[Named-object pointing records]

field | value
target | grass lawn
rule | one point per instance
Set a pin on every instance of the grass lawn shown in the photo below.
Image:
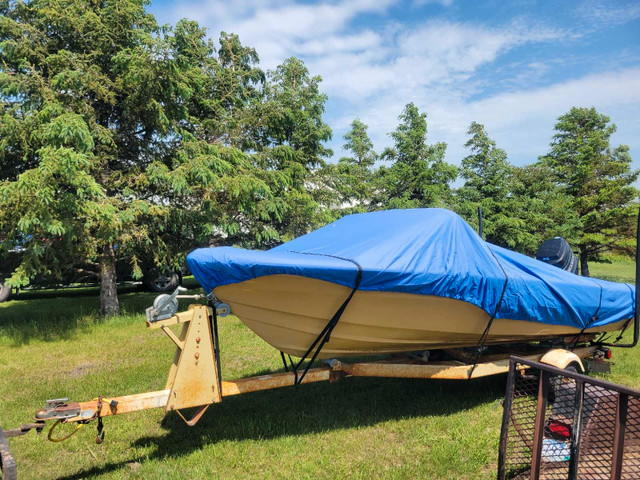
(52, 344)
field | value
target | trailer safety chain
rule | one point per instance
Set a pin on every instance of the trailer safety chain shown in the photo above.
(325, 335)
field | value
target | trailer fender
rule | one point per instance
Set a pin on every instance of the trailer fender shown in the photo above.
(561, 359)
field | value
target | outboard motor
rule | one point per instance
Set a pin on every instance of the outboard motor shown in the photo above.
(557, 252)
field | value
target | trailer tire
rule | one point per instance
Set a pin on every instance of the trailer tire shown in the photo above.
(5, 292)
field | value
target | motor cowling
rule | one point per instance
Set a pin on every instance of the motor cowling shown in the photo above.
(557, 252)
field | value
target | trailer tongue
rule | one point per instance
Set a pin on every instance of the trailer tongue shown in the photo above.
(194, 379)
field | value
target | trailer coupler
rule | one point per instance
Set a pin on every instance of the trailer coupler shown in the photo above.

### What the task asks:
Please extract every line of the records that contains the word "above". Case matters.

### Answer to this exercise:
Set a pin on every instance of the trailer safety chain shown in the photo above.
Set a pin on every instance of the trailer fender shown in the photo above.
Set a pin on every instance of the outboard motor shown in the photo above.
Set a pin on every instance of the trailer tire shown in the photo above.
Set a pin on every instance of the motor cowling shown in the photo above.
Set a pin on every instance of the trailer tongue shown in the photo above.
Set a pin on every instance of the trailer coupler shown in the photo above.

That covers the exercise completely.